_Task prompt:_
Continue the text on how telehealth is changing healthcare, picking up after its last sentence.

How Telehealth Is Changing Healthcare

Telehealth, in the BROADEST sense, became part of the healthcare industry as early as the late 19th century thanks to the invention and adoption of the telephone. In 2023, the internet has dramatically changed the form and potential of remote services.

Today, the ability of patients and care providers to connect, perform diagnostics, and offer treatment using video conferencing and other digital programs has generated countless possibilities for the delivery of health services without the need for in-person visits.

The potential advantages of these innovations are many. Broader adoption of telehealth services could improve health outcomes, increase access to services for underserved communities, and decrease the spread of infectious illnesses inside of care centers, to name just a few.

While these advantages led to limited utilization of telehealth services in the 21st century, the emergence of the COVID-19 pandemic in 2020 had a dramatic effect on their prevalence.

In December 2019, telehealth services represented less than 1% of all medical claim lines, according to FAIR Health, a national nonprofit organization which uses healthcare claims records to track utilization of health services. During the early months of the pandemic, telehealth claims skyrocketed, reaching as high as 13% of all medical claim lines, FAIR Health estimated.

Even in 2023, telehealth claims continue to represent more than 5% of all medical claim lines, a dramatic increase from just four years ago.

Stored dataset items
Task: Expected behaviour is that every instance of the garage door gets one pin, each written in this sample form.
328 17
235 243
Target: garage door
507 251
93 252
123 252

_Result below:_
A policy brief issued in April from the Assistant Secretary for Planning and Evaluation (ASPE), which advises the U.S. Secretary of the Department of Health and Human Services, found similar results, stating that telehealth use rates from April 2021 through August 2022 fell below pandemic-era levels, but continued to far exceed pre-pandemic conditions.

The ASPE also found that the highest rates of utilization were among those covered by Medicaid, but also found disparities related to video telehealth access among older patients, people of color, and those with low technology literacy, pointing to just one of the challenges still facing widespread deployment of this technology.

The continued utilization and adoption of telehealth services will have significant effects on the training and education of care providers as well as stimulate policy discussions regarding insurance coverage related to telehealth claims for Medicaid and Medicare recipients, as well as for those covered privately.